Work request: Reproduce the entries shown below only from the line with "Exercise. Point out every instance of the sand" down to the line with "Exercise. Point out every instance of the blue", keeping both end lines and copying each one exactly.

Collected data:
▼▼▼

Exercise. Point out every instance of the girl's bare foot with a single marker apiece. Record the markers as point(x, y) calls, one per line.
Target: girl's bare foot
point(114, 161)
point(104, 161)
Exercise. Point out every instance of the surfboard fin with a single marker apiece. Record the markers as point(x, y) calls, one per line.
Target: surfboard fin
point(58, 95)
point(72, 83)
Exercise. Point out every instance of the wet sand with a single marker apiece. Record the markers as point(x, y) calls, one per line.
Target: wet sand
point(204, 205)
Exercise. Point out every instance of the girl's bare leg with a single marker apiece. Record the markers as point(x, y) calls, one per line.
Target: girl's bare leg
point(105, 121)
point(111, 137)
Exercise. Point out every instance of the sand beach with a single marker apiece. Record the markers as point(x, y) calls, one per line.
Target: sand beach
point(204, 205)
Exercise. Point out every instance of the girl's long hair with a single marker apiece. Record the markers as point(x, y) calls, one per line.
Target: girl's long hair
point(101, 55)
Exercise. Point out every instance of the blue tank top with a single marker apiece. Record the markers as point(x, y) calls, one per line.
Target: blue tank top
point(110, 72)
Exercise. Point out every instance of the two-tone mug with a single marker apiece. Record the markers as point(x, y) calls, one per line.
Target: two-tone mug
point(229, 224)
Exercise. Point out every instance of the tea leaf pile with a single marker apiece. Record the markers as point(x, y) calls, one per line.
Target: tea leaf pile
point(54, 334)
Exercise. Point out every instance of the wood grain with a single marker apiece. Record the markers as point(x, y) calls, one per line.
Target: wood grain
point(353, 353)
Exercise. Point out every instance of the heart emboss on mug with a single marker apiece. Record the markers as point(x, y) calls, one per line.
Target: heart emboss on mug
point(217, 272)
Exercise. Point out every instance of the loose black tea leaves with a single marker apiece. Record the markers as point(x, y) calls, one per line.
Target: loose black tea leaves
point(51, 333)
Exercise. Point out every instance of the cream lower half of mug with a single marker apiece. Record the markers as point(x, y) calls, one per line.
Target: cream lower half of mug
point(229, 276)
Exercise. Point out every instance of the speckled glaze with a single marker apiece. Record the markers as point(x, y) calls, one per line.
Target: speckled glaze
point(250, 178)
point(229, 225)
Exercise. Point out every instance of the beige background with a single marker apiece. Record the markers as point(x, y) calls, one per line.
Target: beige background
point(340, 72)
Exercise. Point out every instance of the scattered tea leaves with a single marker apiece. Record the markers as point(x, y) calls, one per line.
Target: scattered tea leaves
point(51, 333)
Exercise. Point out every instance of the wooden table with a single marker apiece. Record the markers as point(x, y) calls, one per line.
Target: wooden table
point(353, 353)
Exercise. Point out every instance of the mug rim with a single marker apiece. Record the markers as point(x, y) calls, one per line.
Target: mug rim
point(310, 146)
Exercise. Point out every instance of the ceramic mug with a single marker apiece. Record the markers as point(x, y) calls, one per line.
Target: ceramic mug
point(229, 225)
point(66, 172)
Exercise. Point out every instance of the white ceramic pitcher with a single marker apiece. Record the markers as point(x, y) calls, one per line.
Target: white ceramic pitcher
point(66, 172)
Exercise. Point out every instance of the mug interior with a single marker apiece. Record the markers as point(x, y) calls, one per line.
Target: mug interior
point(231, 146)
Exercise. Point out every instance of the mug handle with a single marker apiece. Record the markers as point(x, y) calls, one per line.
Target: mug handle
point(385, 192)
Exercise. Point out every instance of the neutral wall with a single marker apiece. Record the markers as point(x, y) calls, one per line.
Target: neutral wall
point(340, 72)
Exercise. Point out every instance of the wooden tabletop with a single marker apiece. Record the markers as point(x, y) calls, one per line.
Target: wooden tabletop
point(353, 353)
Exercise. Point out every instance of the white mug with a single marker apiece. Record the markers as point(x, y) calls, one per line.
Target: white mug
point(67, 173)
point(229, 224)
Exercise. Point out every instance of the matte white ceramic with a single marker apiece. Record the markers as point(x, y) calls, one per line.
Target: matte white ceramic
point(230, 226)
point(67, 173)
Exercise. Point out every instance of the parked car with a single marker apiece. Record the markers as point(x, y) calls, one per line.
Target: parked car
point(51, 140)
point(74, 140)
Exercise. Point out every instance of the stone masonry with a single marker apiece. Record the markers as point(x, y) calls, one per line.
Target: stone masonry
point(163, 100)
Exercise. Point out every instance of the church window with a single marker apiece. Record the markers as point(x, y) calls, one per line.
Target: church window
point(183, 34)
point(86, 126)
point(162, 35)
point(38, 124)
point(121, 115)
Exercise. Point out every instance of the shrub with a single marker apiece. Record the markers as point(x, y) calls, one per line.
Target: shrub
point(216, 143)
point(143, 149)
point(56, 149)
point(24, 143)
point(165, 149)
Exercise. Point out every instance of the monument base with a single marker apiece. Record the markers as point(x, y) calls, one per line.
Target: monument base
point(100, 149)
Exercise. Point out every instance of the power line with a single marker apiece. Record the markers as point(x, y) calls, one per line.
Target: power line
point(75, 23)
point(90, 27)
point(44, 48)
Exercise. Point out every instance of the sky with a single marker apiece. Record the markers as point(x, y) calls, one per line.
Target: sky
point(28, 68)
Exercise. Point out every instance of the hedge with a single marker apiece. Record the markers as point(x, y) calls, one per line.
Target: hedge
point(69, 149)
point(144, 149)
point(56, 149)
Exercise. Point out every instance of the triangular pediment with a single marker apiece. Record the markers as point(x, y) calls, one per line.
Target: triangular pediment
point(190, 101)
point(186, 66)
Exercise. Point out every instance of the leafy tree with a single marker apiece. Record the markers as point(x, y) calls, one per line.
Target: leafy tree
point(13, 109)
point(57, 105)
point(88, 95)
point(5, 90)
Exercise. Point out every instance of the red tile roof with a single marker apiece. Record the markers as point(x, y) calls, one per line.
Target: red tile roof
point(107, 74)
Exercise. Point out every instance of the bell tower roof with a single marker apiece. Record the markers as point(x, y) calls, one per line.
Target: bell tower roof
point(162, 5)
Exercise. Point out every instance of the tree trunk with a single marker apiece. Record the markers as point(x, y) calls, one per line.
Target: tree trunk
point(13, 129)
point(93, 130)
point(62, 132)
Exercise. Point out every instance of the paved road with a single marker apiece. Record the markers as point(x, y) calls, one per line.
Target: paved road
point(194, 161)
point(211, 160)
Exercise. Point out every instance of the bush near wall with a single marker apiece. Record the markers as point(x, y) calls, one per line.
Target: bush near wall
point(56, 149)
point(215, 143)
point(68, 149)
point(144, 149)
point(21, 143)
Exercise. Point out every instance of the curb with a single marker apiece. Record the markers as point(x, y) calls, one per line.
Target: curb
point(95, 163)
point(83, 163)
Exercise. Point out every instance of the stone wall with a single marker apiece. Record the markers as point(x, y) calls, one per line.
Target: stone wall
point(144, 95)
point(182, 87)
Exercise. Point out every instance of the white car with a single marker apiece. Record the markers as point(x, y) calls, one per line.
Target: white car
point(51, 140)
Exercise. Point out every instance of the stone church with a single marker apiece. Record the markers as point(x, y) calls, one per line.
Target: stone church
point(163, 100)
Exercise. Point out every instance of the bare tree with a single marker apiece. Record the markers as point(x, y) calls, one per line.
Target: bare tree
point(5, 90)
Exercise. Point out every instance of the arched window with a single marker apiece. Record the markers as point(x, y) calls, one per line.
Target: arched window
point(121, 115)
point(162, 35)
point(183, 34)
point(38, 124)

▲▲▲

The completed task:
Exercise. Point out every instance of the sand beach with a single marker apiece. Record the markers as point(x, y) calls, one per line.
Target: sand beach
point(204, 205)
Exercise. Point out every instance of the girl's long hair with a single marker apiece. Record the markers as point(x, y) calls, one per line.
Target: girl's long hair
point(101, 55)
Exercise. Point out every instance of the blue tank top with a single marker apiece. Record the markers as point(x, y) calls, one per line.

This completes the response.